BABA öldü?!

BABA öldü?!

hayrullah_mahmud_ozgur_portresi

(ya da Berkin Elvan’ı hatırlayanlar, PKK’nın öldürdüğü gençleri neden hatırlamak istemiyor ve/veya Yeni CHP mi HDP’yi kontrol ediyor, yoksa HDP üzerinden Kılıçdaroğlu’nu PKK mı?!
“Dün dündür bugün bugündür!”
“Demokrasilerde çare tükenmez!”
9. Cumhurbaşkanı Süleyman Demirel
DURUM
Baba öldü?!
Türk siyaset’inden bir yıldız kaydı.
“Yıkılmaz kale” Demirel de bir insandı!
Her fani gibi birçok yanlış yaptı, aynı zamanda birçok eserler üretti.
Şu gökkubbe üzerinde Demirel üzerine söylenmemiş söz kalmış mıdır?!
Atatürk, Türkiye’nin bani’si ise çok partili politik yaşam’ın duayen’i de Demirel’dir.
İsmet Paşa’nın talebesidir.
1980 öncesi yılların acılarını dimağ’larda barındıranlar için o ‘Morrison Süleyman’dır!
Ne var ki, dün dün’de kaldı.
“Düşmez kalkmaz bir Allah, düşer kalkar bir Demirel” olsa da retorik, bu defa düştüğü hasta yatağından kalkamadı!
Baba öldü.
Şöyle söylemek de mümkün:
Şarki coğrafyada politika yapmanın, medeniyet mücadelesi vermenin, “ince bir buz tabakası üzerinde yürümek” olduğunun en somut örneğiydi Çoban Sülü.
Hani bazı çocuklar büyümeyi erteler, her şey’den şikayet edip edip isyan ederler ya, işte Demirel o isyan’ın merkez’indeki adam’dı!
İlnur Çevik’in taktığı bir isim’le ‘Baba’ydı!
Sanki Demirel “he” dese Türkiye güllük gülüstanlık olacaktı!
“Verdimse ben verdim” dedi, suç’u üstlendi, peki ya bugün vermeyen kaldı mı?!
Köksal Toptan “temiz”im dedi, AKP iktidarında Türkiye yağmalandı gık’ı çıkmadı!
Evren’in ölümünün ardından da aynı manzara yaşandı, husumet, hasım / hısım üzerinden saf’laşma oldu.
Kıyas, Aristo’nun bulduğu ve 100 yıl sonra tedavül’den kalkmış bir metod olsa da, Türk demokrasisi’ni Avrupa’nın dam’ındaki devletlerle mukayese edenlerin, “yalnız kurt”lar şehir’e indiğinde nasıl OHAL ilan ettiklerini hep beraber görmedik mi?!

Görev
Demirel üzerine yazıdan "(ya da Berkin" sözleriyle başlayıp "o ‘Morrison Süleyman’dır!" sözlerine kadar süren bölümü hiç değiştirmeden geri verir misin?

Sağlanan veri

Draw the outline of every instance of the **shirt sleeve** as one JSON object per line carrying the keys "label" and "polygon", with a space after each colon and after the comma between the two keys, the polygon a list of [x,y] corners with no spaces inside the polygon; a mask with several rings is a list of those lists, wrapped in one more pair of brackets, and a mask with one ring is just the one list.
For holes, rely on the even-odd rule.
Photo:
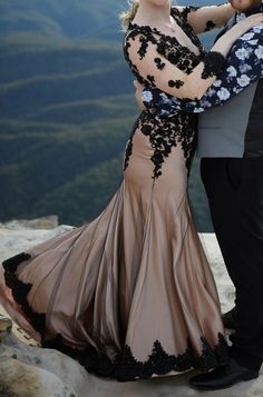
{"label": "shirt sleeve", "polygon": [[233,46],[226,66],[214,85],[198,100],[179,100],[164,92],[148,88],[143,100],[148,109],[160,117],[173,117],[178,111],[199,113],[210,108],[223,106],[243,91],[250,83],[263,77],[263,26],[251,29]]}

Çözüm aşağıda
(ya da Berkin Elvan’ı hatırlayanlar, PKK’nın öldürdüğü gençleri neden hatırlamak istemiyor ve/veya Yeni CHP mi HDP’yi kontrol ediyor, yoksa HDP üzerinden Kılıçdaroğlu’nu PKK mı?!
“Dün dündür bugün bugündür!”
“Demokrasilerde çare tükenmez!”
9. Cumhurbaşkanı Süleyman Demirel
DURUM
Baba öldü?!
Türk siyaset’inden bir yıldız kaydı.
“Yıkılmaz kale” Demirel de bir insandı!
Her fani gibi birçok yanlış yaptı, aynı zamanda birçok eserler üretti.
Şu gökkubbe üzerinde Demirel üzerine söylenmemiş söz kalmış mıdır?!
Atatürk, Türkiye’nin bani’si ise çok partili politik yaşam’ın duayen’i de Demirel’dir.
İsmet Paşa’nın talebesidir.
1980 öncesi yılların acılarını dimağ’larda barındıranlar için o ‘Morrison Süleyman’dır!